» **What needs to be done**: Update the article on MSU's farmer training grant from "DeBruhl, who spent" to "MSU’s Organic Farmer Training Program.", writing "banking industry" wherever "insurance business" appears.

[Page excerpt Boundary: Start]

Michigan State University has long been a resource for small farms in Michigan. Thanks to a $750,000 grant from the United States Department of Agriculture, MSU will be able to help even more fledgling farmers get their start.
“This grant will enhance and create a vibrant network of farmer training across Michigan to help them negotiate the first five years of their endeavor,” said Mike Hamm, C.S. Mott Professor of Sustainable Agriculture and Director of MSU Center for Regional Food Systems. “Our programs will cater to different perspectives and needs while moving everyone who desires to farm along the path of building a viable business."
As part of the grant, the MSU Student Organic Farm will expand its Organic Farmer Training Program. Without programs like this, burgeoning farmers like Joannee DeBruhl, farm manager of Stone Coop Farm, may not have ever gotten her start.
DeBruhl, who spent much of her career in the insurance business, was laid off in 2009. Looking for a major change, she gravitated toward community gardening and eventually enrolled in MSU’s Organic Farmer Training Program.

[Page excerpt Boundary: End]
[Listed entries Boundary: Start]

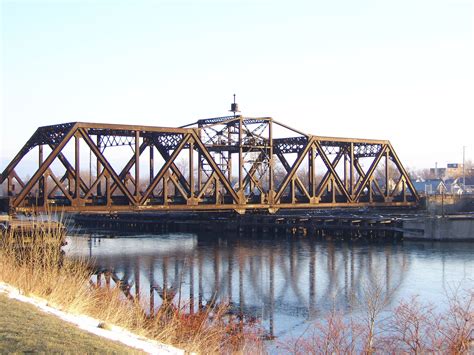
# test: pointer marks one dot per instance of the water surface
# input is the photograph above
(282, 282)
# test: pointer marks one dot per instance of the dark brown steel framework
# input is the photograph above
(226, 163)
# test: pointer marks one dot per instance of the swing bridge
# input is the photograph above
(231, 163)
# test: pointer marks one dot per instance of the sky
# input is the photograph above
(398, 70)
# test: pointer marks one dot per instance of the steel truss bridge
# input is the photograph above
(226, 163)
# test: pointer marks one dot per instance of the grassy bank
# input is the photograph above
(35, 264)
(23, 329)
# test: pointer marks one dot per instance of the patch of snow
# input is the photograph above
(91, 325)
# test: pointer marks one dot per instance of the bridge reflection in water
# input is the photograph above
(282, 283)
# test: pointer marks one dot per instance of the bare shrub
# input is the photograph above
(36, 265)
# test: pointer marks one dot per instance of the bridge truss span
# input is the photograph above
(226, 163)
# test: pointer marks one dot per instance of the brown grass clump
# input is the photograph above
(34, 263)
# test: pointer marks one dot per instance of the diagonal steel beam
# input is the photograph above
(106, 165)
(402, 170)
(336, 177)
(287, 167)
(128, 166)
(59, 185)
(214, 166)
(370, 172)
(41, 170)
(327, 176)
(361, 172)
(294, 169)
(164, 168)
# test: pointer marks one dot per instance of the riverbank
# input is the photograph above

[Listed entries Boundary: End]

» **Output of the exercise**:
DeBruhl, who spent much of her career in the banking industry, was laid off in 2009. Looking for a major change, she gravitated toward community gardening and eventually enrolled in MSU’s Organic Farmer Training Program.